_What you should do_
Please copy all of the material below line for line, changing nothing.

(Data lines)
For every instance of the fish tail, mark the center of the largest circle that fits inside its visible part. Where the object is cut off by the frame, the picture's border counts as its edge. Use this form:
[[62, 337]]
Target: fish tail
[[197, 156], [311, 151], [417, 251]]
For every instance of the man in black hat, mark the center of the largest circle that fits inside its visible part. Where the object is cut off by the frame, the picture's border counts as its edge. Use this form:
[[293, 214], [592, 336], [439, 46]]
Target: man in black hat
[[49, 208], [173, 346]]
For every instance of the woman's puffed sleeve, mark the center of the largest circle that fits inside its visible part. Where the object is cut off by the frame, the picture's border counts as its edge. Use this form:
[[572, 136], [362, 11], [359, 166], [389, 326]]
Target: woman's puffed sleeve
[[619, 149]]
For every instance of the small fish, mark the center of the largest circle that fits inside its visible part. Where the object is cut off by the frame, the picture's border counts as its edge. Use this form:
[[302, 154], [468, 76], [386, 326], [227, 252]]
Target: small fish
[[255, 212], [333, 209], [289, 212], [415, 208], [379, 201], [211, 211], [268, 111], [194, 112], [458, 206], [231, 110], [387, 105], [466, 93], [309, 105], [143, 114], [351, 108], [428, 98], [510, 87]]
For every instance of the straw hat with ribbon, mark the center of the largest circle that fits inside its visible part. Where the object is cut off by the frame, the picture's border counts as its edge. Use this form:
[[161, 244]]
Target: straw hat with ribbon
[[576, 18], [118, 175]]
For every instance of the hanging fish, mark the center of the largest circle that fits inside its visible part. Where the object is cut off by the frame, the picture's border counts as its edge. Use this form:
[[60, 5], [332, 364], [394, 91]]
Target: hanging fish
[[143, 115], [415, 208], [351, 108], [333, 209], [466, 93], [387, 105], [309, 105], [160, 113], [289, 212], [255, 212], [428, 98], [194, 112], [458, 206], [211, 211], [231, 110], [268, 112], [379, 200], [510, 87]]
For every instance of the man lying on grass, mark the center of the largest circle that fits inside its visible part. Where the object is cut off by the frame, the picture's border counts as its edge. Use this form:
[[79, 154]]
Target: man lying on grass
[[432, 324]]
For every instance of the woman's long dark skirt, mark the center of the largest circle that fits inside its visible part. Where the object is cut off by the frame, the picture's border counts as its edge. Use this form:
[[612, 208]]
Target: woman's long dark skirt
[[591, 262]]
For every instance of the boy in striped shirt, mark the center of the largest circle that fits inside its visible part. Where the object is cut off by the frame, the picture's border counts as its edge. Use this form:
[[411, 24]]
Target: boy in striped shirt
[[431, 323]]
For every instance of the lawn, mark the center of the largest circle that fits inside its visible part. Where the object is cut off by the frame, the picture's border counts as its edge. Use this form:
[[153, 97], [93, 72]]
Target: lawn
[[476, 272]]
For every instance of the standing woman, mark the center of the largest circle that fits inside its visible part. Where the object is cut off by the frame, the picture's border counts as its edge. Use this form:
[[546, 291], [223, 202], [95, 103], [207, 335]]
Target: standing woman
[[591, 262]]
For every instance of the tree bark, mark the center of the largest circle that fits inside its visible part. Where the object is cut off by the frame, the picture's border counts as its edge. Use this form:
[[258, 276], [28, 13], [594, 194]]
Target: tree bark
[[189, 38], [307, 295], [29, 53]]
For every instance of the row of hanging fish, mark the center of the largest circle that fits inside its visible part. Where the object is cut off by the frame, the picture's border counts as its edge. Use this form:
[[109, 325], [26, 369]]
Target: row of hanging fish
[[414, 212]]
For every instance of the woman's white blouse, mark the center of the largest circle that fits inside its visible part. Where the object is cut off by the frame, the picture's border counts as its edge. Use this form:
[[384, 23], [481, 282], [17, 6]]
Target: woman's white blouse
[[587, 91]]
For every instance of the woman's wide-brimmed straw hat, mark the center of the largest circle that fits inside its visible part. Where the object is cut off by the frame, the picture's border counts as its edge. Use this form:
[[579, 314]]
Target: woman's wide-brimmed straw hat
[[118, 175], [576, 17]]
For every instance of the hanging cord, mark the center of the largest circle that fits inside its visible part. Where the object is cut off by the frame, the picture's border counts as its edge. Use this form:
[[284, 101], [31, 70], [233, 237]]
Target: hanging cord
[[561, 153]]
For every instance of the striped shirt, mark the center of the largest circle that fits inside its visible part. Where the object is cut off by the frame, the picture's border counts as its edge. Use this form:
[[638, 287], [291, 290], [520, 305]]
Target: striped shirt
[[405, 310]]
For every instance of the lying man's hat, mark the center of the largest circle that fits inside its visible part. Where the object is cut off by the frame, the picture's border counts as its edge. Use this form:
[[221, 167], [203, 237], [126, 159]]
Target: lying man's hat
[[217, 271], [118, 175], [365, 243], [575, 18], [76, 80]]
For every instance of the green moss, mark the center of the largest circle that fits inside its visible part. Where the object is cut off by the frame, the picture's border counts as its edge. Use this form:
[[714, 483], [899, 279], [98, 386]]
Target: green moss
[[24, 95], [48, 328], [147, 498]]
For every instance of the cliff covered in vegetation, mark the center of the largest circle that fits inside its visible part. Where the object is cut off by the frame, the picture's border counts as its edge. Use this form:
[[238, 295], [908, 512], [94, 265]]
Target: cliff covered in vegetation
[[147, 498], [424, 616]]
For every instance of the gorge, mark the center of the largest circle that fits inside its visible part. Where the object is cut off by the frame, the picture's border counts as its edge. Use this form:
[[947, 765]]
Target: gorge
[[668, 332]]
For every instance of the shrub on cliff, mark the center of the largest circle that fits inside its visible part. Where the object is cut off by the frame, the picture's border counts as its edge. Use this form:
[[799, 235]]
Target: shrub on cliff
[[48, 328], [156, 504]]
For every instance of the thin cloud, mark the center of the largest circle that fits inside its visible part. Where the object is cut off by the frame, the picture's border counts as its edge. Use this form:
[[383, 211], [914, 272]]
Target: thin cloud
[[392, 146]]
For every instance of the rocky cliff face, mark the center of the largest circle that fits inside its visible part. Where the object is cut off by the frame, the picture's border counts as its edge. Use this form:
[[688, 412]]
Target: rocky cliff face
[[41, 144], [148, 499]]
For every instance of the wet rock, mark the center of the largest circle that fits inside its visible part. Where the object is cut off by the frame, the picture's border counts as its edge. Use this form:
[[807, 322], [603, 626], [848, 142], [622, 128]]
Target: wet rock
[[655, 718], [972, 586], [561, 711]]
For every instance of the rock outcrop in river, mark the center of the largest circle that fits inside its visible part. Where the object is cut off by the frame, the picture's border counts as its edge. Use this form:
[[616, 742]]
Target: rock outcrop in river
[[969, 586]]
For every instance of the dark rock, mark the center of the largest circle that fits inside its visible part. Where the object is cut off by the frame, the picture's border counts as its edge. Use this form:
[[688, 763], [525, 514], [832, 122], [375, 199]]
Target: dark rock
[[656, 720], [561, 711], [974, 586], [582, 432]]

_Expected answer_
For every instance of the fish tail, mark the center of the largest circle that fits inside its visible part. Where the object is cut off by the frame, the picture's border counts as its edge. Use this form:
[[62, 337]]
Target: fish tail
[[197, 156], [311, 151], [417, 251]]
For every instance of the man in black hat, mark the center of the largest circle that fits inside its visible part. Where the object is cut off by the frame, the picture's border counts as its edge. Use this form:
[[293, 214], [592, 336], [439, 46]]
Target: man in black hat
[[49, 208], [173, 346]]
For every instance of the woman's puffed sleeve, mark the center of the largest circle that fits inside its visible part. Where the object is cut off by the frame, the picture's border counts as its edge. Use this form:
[[572, 136], [362, 11], [359, 166], [389, 326]]
Target: woman's puffed sleeve
[[619, 149]]
For every instance of the small fish, mark the center of the largest circle that fits inside its visible part. Where the object is cut off by the frame, the picture's border counts as its edge. Use this form:
[[302, 154], [468, 76], [386, 326], [227, 252]]
Target: small fish
[[255, 212], [333, 209], [289, 212], [415, 208], [379, 201], [211, 211], [268, 111], [194, 112], [458, 206], [231, 110], [387, 105], [466, 93], [309, 105], [143, 114], [351, 108], [428, 98], [510, 87]]
For every instance of the straw hat with ribbon, mark the center of the largest circle that fits inside its visible part. Where the object is cut off by the frame, the picture's border counts as its edge. Use this form:
[[161, 244]]
Target: straw hat with ribbon
[[576, 18], [118, 175]]
For every instance of the hanging fish, mark the center of the largest circle that fits inside its visible part. Where the object is cut off by the frame, the picture's border counts as its edge. Use this form:
[[60, 5], [332, 364], [394, 91]]
Target: hanging fish
[[143, 115], [415, 208], [351, 108], [333, 209], [466, 93], [387, 105], [309, 105], [160, 113], [289, 212], [255, 212], [428, 98], [194, 112], [458, 206], [211, 211], [231, 110], [268, 112], [379, 200], [510, 87]]
For every instance of the man lying on grass, mark the center of the largest circle that fits inside its visible part. Where the object is cut off by the frame, the picture's border counts as its edge. Use this form:
[[79, 154]]
Target: man lying on grass
[[432, 324]]
For every instance of the woman's long dark skirt, mark the center of the largest circle that fits inside its visible part. Where the object is cut off by the frame, the picture's border counts as its edge. Use this form:
[[612, 208]]
Target: woman's long dark skirt
[[591, 262]]
For every instance of the boy in striped shirt, mark the center of the largest circle that fits inside its visible part. Where the object is cut off by the frame, the picture's border counts as its edge. Use this form:
[[411, 24]]
Target: boy in striped shirt
[[431, 323]]
For every instance of the lawn, mark the center of the largest circle that fits inside its visible part. Where the object is cut off by the frame, the picture's border counts as its edge. Use this form:
[[153, 97], [93, 72]]
Target: lawn
[[476, 272]]
For every instance of the standing woman, mark the center of the largest circle that fits inside its visible part. Where the object is cut off by the frame, the picture's border counts as its edge. Use this form:
[[546, 291], [223, 202], [95, 103], [207, 335]]
Target: standing woman
[[591, 262]]
For every instance of the tree bark, mark the center of the largest circle that fits inside its visible part. Where the object is cut off by the frame, the picture's border counts as its edge. Use this form:
[[258, 276], [28, 13], [594, 194]]
Target: tree bark
[[189, 38], [307, 295], [29, 53]]
For every instance of the row of hanging fish, mark the center of the largest circle that fits inside its visible part. Where the object is cut off by the frame, the picture's border counts as its edge. Use this form:
[[109, 325], [26, 369]]
Target: row of hanging fish
[[414, 212]]
For every instance of the woman's white blouse, mark the center of the largest circle that fits inside its visible part. Where the object is cut off by the frame, the picture's border counts as its edge. Use this form:
[[384, 23], [481, 282], [17, 6]]
Target: woman's white blouse
[[587, 91]]
For every instance of the woman's wide-brimmed straw hat, mark the center of the largest circle that fits inside its visible part. Where the object is cut off by the frame, the picture's border counts as its edge. Use this form:
[[579, 314]]
Target: woman's wide-brimmed straw hat
[[118, 175], [576, 17]]
For every instance of the hanging cord, mark the center of the largest circle that fits inside its visible part. Where the object is cut off by the frame, the picture's border counts as its edge. Use this form:
[[284, 101], [31, 70], [233, 237]]
Target: hanging cord
[[561, 153]]
For every instance of the striped shirt, mark the center of the largest circle that fits inside its visible part. Where the object is cut off by the frame, the picture's border counts as its edge. Use this form:
[[638, 287], [291, 290], [520, 305]]
Target: striped shirt
[[405, 310]]
For every instance of the lying man's hat, mark the center of the largest circle that fits inside its visible part. Where the object is cut off by the frame, the picture's border counts as its edge. Use this form:
[[221, 167], [203, 237], [126, 159]]
Target: lying man's hat
[[217, 271], [118, 175], [365, 243], [575, 18], [76, 80]]
For every instance of the green moss, mark the center of the largest circle that fits inside its visible part. Where the object is cut off by the frame, the picture's border counts as its edge. Use this form:
[[714, 483], [899, 279], [98, 386]]
Target: green moss
[[24, 95], [48, 328], [147, 498]]
For every instance of the cliff covered in vegetation, mark the center of the largest circle that fits inside its visible part. Where the object is cut off by the frame, the picture's border counts as its edge. Use this form:
[[238, 295], [908, 512], [94, 265]]
Target: cliff covered in vegetation
[[147, 498], [424, 616]]
For every instance of the gorge, mark the center of the largest circle that fits inside its visible part. Where the object is cut off by the frame, the picture's border counts as its edge. Use this form:
[[947, 765]]
Target: gorge
[[668, 332]]
For every instance of the shrub on cliff, mark the center of the largest circle that fits inside its visible part. Where the object is cut off by the frame, the picture's border counts as its edge. Use this form:
[[799, 235]]
Target: shrub on cliff
[[48, 328], [156, 504]]
For every instance of the thin cloud, mark the center of the largest circle that fits inside its visible part. Where the object is cut off by the frame, the picture's border counts as its edge. Use this form:
[[383, 211], [914, 272]]
Target: thin cloud
[[392, 146]]
For every instance of the rocky cliff face, mark the center of the largest circle that fits inside its visible part. Where the object is cut off by the frame, the picture's border counts as its edge. Use this form:
[[688, 412]]
Target: rocky cliff face
[[41, 144], [148, 499]]
For every instance of the wet rock, mark the center of the largest circle that fits inside its visible part. Where the object is cut off by the frame, the picture's border counts as its edge. Use this form:
[[807, 322], [603, 626], [848, 142], [622, 128]]
Target: wet rock
[[655, 718], [972, 586], [561, 711]]
For every instance of the rock outcrop in river, mark the center of the largest circle that fits inside its visible part. Where the object is cut off by the frame, the picture's border counts as its edge. Use this form:
[[616, 742]]
Target: rock outcrop in river
[[969, 586]]
For every instance of the dark rock, mark the center of the largest circle that fits inside its visible part. Where the object is cut off by the frame, the picture's border counts as its edge. Use this form:
[[688, 763], [525, 514], [832, 122], [375, 199]]
Target: dark rock
[[656, 720], [561, 711], [974, 586], [582, 432]]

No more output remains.